Copy the part of the listing that opens with the line containing "small green plant?" and runs through the end of the listing. Put "specimen" in place of "sample" and keep everything else the same.

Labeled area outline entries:

--

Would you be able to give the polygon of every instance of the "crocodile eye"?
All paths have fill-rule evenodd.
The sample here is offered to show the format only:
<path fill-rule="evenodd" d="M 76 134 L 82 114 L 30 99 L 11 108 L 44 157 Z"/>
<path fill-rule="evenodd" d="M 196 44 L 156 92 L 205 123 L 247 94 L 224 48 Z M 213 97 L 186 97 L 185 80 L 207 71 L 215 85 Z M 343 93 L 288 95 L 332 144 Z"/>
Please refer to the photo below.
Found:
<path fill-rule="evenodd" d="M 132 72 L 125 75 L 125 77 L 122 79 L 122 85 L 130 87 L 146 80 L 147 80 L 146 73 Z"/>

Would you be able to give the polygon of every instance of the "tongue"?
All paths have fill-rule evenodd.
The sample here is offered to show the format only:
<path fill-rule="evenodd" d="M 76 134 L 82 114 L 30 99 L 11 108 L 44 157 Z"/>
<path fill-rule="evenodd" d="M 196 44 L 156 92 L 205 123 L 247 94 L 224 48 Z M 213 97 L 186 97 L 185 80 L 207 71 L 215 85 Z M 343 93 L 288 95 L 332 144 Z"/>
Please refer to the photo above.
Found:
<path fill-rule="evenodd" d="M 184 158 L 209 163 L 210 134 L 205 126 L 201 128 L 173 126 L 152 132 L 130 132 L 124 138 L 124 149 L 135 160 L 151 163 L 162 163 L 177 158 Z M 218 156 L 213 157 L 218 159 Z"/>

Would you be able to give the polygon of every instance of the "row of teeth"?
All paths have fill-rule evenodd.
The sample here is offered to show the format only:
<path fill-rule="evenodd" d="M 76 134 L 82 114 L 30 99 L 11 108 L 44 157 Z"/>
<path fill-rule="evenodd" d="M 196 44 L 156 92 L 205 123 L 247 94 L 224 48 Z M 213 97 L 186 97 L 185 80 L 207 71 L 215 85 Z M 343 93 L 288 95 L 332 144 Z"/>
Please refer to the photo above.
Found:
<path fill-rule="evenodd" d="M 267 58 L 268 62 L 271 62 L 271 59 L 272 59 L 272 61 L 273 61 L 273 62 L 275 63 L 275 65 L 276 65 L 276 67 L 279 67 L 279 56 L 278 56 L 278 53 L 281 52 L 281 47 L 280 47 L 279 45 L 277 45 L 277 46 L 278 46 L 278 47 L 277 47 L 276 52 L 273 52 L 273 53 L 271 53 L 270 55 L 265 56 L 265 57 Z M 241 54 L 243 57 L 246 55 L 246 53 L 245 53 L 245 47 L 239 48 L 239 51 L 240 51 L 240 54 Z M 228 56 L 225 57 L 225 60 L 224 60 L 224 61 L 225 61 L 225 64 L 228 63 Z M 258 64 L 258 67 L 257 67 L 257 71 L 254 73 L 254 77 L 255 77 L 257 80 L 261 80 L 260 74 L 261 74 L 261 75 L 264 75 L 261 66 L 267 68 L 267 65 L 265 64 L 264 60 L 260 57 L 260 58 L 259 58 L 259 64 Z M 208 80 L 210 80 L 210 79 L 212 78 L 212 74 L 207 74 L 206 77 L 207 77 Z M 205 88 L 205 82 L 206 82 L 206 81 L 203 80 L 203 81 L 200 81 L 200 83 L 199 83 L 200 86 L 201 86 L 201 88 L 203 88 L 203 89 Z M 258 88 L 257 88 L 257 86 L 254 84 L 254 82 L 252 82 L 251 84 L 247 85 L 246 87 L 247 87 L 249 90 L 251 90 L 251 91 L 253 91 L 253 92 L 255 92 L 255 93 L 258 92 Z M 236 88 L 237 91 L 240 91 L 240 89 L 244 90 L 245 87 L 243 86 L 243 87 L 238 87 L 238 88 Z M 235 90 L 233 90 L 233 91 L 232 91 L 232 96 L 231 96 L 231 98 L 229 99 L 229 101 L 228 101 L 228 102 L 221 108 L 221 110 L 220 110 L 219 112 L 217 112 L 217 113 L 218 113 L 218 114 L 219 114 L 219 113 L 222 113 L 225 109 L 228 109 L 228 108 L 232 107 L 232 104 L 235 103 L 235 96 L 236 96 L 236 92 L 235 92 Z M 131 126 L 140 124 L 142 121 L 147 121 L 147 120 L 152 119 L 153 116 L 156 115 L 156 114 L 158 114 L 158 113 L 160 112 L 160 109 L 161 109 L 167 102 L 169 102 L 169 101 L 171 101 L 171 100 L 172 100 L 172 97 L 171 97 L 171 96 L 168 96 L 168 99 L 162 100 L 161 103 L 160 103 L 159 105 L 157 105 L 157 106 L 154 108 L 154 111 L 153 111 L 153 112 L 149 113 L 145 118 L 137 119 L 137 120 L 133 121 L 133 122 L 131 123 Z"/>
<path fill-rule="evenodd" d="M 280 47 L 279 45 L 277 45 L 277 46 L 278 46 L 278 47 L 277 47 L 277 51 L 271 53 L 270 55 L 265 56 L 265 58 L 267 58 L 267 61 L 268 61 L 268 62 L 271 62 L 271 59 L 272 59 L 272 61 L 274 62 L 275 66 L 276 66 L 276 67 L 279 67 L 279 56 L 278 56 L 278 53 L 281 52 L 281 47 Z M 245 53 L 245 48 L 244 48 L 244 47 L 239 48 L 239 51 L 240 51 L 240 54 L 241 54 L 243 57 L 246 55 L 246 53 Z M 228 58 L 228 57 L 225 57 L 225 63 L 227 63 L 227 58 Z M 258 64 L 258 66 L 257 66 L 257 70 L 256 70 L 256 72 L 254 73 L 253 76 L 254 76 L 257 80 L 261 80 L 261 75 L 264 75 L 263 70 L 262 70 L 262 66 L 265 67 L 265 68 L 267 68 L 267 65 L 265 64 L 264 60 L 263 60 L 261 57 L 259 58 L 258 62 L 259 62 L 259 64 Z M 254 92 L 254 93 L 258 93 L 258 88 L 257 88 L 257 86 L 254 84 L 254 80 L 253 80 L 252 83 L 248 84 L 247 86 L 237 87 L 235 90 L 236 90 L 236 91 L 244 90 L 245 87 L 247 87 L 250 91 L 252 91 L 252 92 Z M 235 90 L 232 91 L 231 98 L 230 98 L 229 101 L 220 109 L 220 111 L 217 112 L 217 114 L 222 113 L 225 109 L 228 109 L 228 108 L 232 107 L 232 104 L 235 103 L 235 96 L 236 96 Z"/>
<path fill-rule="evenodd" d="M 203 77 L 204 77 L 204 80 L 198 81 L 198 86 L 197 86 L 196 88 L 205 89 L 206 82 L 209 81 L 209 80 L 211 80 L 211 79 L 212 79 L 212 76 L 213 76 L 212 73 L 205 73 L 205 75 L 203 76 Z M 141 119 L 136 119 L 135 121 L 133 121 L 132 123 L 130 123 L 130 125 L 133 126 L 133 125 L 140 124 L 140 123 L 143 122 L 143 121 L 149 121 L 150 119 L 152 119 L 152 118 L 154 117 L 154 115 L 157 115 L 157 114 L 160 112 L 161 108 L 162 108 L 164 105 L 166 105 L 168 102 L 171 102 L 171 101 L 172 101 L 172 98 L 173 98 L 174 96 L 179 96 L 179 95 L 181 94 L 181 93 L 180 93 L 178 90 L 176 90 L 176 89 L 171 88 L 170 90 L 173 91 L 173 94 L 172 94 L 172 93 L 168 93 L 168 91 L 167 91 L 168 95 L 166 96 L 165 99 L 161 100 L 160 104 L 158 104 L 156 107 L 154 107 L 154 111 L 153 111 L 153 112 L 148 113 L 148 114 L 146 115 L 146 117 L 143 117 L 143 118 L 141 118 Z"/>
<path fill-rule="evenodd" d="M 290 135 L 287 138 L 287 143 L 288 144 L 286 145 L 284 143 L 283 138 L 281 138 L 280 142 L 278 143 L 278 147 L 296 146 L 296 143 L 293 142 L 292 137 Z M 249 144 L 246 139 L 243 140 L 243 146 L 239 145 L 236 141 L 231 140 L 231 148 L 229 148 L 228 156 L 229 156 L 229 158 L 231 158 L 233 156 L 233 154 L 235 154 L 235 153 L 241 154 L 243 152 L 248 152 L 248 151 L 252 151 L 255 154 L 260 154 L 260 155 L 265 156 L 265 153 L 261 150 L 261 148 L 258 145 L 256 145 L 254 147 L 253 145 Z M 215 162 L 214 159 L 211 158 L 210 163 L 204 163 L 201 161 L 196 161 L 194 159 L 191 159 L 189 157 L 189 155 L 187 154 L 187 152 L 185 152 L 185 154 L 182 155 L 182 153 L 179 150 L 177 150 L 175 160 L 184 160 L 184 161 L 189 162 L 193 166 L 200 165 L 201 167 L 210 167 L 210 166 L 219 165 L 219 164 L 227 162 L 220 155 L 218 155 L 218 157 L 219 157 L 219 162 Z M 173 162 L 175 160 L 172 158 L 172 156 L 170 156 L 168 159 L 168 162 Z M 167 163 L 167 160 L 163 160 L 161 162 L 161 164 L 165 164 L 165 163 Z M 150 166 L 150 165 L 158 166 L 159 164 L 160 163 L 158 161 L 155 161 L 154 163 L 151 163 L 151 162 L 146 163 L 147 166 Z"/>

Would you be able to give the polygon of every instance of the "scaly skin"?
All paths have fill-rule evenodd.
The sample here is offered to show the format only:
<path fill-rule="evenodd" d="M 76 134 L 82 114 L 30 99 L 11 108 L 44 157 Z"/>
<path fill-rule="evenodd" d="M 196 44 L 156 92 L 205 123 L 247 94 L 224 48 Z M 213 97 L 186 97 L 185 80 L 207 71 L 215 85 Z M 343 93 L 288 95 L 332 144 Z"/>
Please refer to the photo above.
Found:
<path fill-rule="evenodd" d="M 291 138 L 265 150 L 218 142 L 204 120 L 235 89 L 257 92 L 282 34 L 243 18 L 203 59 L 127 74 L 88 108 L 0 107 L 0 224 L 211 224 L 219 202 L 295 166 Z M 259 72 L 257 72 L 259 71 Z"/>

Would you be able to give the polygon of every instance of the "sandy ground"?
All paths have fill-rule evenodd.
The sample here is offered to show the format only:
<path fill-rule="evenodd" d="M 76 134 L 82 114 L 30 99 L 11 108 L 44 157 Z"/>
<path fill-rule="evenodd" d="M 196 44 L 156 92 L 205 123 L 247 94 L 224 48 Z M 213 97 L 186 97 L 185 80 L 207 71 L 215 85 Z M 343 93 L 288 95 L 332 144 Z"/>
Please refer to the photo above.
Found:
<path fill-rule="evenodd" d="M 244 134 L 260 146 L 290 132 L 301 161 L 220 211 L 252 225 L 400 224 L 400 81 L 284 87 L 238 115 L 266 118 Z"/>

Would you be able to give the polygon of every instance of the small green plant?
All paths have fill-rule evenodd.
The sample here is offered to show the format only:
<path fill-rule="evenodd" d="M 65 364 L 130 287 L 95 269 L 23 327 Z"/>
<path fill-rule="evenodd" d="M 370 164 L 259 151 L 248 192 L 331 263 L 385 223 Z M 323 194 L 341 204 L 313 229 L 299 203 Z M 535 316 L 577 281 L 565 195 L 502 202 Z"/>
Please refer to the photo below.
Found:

--

-- THE COMPLETED TASK --
Would you be able to give the polygon of every instance of the small green plant?
All paths have fill-rule evenodd.
The specimen here is offered to show the format only:
<path fill-rule="evenodd" d="M 65 364 L 130 287 L 95 269 L 23 327 Z"/>
<path fill-rule="evenodd" d="M 370 164 L 259 151 L 248 192 L 331 263 L 385 223 Z M 323 194 L 341 204 L 313 229 L 299 203 Z M 535 316 L 577 281 L 565 195 L 502 202 Z"/>
Please refer to the photo below.
Found:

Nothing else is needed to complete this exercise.